◆ **Problem**
In the post on Dart and C++11, why does the writer decline to go through all the new features of C++11? Explain in one to three sentences.

◆ **Provided passage**
# # #

It's been a very busy week for languages, already. First, Google announced Google Dart, the long rumoured Web development language. Second, the C++11 ISO specification was finally released. Could the two languages be any more dissimilar? Not likely.
Let's start with a look at Dart. While the language has its own virtual machine in Chrome, the real use of it will be as a JavaScript intermediary. When viewing a Dart application in FireFox or Microsoft IE, for example, Dart code will be compiled into JavaScript for running in those other browsers. It's an interesting approach. Dart is aimed at being a rapid prototyping language for Web applications. Clearly, Google expects people to write deployable applications with it, as well. But the real focus seems to be on a simple syntax, powerful Web tooling, and speed for development.
Still, a programming language takes at least five years to be useful, and ten to be popular. We'll just have to wait and see if these figures are winnowed down by the ever expanding Internet and the speed with which people latch onto new technology. Who knows, Dart could be popular in a couple of years, if its simple enough. It sure looks simple enough, but time will tell. Check out "Hello World" in Dart.
Meanwhile, the real software developers out there are most likely excited about C++11. The manly men and womenly women who code in the supreme ruler of C-based languages has completed its first major going-over in ten years. Rather than dig into all the new features of the language, it's better to let Bjarne Stroustrup detail the changes in his own words: after all C++11 is his baby. Check out his full write-up here.
But Stroustrup sums up his feelings on this update quite succinctly early in the document:
Surprisingly, C++11 feels like a new language: The pieces just fit together better than they used to and I find a higher-level style of programming more natural than before and as efficient as ever. If you timidly approach C++ as just a better C or as an object-oriented language, you are going to miss the point. The abstractions are simply more flexible and affordable than before. Rely on the old mantra: If you think of it as a separate idea or object, represent it directly in the program; model real-world objects, and abstractions directly in code. It's easier now: Your ideas will map to enumerations, objects, classes (e.g. control of defaults), class hierarchies (e.g. inherited constructors), templates, aliases, exceptions, loops, threads, etc., rather than to a single "one size fits all" abstraction mechanism.
My ideal is to use programming language facilities to help programmers think differently about system design and implementation. I think C++11 can do that - and do it not just for C++ programmers but for programmers used to a variety of modern programming languages in the general and very broad area of systems programming.
In other words, I'm still an optimist.

# # #

◆ **Record extracts**
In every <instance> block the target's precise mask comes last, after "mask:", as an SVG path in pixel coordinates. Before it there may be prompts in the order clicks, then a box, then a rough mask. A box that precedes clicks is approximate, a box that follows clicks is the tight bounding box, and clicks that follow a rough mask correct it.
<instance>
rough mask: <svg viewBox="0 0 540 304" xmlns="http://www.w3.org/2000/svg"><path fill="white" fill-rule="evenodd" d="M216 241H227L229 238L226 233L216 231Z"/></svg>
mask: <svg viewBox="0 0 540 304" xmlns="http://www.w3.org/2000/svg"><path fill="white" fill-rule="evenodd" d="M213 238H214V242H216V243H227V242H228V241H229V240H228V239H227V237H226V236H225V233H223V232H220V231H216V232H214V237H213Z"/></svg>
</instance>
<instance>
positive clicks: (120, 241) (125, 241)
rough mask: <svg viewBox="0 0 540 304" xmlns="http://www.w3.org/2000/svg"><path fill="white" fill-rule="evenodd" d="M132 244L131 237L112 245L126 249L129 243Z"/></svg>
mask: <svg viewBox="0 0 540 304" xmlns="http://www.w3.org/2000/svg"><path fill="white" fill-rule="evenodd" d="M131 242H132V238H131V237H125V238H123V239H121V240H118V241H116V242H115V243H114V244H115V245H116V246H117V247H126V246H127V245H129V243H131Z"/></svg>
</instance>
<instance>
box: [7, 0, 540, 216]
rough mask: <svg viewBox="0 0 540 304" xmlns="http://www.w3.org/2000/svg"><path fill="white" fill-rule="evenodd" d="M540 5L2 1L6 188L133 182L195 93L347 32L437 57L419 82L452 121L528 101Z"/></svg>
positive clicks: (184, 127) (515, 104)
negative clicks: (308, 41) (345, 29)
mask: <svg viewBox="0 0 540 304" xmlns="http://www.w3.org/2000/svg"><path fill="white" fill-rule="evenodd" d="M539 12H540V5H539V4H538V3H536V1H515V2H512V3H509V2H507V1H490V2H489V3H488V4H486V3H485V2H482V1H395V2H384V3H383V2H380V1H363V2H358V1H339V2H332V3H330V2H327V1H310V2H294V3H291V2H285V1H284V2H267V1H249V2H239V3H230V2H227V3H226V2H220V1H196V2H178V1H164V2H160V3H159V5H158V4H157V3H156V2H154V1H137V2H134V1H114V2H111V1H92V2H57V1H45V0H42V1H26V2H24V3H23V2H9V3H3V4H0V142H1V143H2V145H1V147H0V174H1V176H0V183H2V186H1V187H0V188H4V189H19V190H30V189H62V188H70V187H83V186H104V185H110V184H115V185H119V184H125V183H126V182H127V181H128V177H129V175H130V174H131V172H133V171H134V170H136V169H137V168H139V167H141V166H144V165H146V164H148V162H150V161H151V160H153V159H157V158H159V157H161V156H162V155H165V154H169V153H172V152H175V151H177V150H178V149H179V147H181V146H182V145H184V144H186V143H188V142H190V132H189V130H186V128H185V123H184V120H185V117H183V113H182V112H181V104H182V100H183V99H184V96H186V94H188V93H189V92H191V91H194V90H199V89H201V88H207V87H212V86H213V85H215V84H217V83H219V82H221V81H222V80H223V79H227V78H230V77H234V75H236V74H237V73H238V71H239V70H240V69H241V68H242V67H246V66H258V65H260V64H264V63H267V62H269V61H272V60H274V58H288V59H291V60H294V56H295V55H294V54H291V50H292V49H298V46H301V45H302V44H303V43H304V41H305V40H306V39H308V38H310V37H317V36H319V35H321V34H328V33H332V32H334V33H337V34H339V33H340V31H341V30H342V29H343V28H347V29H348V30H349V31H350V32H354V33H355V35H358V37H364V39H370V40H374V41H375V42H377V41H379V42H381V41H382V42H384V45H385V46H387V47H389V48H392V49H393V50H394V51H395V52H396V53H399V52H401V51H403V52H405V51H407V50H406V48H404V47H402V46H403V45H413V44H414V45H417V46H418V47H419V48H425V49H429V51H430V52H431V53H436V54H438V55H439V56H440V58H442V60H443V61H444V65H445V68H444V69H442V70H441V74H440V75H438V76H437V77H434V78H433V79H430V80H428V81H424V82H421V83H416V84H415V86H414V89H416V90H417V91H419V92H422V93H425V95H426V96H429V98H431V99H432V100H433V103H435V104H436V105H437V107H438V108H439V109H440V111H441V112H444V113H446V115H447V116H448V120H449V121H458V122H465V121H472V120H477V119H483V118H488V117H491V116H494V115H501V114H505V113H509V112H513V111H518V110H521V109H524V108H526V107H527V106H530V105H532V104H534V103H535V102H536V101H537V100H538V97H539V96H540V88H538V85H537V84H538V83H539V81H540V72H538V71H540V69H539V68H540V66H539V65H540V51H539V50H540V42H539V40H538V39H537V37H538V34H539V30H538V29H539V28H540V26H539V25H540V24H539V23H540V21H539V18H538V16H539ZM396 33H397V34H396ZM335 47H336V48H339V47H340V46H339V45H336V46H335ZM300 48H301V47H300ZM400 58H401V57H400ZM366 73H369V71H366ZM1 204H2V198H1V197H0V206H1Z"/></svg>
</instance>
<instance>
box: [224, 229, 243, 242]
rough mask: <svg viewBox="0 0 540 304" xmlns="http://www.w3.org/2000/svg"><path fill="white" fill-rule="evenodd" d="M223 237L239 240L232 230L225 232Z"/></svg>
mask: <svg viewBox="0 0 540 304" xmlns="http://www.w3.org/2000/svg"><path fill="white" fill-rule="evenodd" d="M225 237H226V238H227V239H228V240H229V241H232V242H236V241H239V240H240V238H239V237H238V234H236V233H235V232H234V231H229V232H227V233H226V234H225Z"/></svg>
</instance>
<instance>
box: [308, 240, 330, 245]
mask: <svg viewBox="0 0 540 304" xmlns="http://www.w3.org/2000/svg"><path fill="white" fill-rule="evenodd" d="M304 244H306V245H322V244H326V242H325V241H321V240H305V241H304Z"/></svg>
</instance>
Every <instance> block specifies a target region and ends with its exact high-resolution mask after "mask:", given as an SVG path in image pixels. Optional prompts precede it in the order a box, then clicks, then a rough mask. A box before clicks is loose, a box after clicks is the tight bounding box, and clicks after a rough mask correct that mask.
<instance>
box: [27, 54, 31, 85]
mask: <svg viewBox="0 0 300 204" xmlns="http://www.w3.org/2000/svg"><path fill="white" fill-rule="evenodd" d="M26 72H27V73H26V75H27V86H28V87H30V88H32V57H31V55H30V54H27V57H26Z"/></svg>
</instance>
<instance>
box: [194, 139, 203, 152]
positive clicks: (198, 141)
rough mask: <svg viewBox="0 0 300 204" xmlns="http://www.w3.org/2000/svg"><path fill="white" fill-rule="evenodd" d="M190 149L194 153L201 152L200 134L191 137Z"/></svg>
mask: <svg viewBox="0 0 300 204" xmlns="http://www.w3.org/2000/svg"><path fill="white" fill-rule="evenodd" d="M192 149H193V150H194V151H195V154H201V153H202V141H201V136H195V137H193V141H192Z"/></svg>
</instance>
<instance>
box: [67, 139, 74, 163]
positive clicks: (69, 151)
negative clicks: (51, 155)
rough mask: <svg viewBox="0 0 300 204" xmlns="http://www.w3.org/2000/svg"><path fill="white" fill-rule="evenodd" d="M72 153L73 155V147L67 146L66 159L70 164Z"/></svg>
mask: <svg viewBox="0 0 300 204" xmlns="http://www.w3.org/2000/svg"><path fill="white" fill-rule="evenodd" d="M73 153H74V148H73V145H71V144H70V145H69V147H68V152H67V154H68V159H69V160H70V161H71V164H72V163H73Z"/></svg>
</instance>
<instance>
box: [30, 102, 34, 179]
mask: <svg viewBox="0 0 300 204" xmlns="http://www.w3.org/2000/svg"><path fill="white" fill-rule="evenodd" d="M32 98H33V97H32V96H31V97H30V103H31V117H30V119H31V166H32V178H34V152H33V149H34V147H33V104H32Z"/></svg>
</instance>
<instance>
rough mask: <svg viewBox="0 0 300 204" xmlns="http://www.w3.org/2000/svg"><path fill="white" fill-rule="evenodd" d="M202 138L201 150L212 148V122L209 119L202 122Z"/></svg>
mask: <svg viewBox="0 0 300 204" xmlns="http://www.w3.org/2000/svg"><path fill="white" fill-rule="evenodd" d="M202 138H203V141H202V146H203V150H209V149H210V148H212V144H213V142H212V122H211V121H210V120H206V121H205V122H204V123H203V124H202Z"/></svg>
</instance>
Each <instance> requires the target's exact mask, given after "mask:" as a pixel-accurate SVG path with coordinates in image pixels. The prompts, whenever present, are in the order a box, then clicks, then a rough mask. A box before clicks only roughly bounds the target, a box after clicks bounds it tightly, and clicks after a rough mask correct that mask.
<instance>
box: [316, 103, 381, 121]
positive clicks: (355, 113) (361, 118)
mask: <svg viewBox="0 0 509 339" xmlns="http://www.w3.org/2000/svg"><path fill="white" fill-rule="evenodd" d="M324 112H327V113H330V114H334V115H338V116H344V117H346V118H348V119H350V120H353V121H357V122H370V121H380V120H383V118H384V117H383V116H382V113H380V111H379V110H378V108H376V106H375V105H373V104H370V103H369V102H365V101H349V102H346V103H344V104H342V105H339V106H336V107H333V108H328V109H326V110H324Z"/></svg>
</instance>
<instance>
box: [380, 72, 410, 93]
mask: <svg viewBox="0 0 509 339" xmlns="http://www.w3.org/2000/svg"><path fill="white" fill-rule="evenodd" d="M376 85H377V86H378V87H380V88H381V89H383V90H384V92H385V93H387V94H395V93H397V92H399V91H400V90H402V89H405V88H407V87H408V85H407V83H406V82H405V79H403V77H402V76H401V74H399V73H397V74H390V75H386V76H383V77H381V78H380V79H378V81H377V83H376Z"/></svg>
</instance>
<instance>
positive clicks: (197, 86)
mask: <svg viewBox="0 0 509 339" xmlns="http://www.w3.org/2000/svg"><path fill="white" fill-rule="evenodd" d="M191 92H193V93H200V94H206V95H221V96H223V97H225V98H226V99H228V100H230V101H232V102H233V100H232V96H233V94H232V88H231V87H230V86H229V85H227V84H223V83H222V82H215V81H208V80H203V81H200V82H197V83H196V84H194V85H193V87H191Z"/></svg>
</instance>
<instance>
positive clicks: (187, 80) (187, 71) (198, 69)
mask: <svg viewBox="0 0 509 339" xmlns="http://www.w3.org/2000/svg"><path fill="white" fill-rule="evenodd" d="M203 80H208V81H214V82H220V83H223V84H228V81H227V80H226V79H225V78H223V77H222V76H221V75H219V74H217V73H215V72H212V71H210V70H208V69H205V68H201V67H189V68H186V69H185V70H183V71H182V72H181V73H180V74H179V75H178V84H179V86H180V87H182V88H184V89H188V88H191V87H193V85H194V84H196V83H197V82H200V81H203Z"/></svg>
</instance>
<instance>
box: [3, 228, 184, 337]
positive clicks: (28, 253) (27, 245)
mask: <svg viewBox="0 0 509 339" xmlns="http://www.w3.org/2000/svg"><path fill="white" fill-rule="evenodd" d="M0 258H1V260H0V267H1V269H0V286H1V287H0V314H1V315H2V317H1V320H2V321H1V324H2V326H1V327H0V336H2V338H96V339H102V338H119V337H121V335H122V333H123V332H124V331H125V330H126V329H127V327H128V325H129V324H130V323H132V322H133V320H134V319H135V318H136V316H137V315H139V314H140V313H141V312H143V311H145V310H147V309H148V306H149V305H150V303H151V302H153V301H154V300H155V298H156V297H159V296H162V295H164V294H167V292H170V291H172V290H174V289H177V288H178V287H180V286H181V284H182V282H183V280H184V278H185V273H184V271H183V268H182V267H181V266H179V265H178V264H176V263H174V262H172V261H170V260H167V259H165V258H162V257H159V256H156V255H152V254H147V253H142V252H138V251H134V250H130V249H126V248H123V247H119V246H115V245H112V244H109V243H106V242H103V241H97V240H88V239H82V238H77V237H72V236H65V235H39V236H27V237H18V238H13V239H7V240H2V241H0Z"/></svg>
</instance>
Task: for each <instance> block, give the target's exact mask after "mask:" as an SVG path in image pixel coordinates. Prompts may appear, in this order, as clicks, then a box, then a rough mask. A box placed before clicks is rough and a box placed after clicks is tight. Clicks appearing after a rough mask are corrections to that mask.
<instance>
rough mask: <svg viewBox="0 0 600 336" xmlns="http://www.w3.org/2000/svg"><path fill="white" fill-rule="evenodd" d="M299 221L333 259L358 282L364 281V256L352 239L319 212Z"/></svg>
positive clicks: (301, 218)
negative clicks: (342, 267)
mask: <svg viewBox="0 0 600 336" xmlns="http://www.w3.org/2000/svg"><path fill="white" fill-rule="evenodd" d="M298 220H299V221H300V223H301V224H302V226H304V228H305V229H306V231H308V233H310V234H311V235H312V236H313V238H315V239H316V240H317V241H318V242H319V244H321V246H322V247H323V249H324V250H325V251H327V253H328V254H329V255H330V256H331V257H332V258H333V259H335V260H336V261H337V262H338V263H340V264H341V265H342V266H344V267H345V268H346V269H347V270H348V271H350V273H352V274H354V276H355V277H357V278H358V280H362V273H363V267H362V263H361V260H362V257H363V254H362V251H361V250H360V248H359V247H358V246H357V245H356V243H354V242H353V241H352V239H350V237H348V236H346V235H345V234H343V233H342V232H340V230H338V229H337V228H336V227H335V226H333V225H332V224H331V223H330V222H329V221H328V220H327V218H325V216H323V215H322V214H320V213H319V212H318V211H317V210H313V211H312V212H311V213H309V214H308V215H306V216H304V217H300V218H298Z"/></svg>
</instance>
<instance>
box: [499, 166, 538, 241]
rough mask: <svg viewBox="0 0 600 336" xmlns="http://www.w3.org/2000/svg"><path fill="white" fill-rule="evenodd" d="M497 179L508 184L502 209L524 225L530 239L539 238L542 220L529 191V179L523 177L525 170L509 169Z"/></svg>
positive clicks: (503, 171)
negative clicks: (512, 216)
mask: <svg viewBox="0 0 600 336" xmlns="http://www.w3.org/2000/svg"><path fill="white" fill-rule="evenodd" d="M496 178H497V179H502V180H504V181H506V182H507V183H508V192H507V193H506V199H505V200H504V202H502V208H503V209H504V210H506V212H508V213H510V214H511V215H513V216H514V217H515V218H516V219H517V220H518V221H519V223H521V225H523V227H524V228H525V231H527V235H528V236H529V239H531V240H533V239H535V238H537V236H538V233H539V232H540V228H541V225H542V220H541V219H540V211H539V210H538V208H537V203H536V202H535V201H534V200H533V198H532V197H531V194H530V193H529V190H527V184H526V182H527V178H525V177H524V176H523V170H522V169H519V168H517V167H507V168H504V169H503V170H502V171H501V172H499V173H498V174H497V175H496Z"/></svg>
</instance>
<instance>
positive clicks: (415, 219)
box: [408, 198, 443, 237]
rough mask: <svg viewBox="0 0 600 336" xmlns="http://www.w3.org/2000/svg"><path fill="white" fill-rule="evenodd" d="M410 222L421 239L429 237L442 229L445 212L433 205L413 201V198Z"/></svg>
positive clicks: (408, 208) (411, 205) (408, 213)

# # #

◆ **Written answer**
The writer thinks it is better to let Bjarne Stroustrup describe the changes in his own words, since C++11 is "his baby." So instead of covering the features, the post points readers to Stroustrup's full write-up.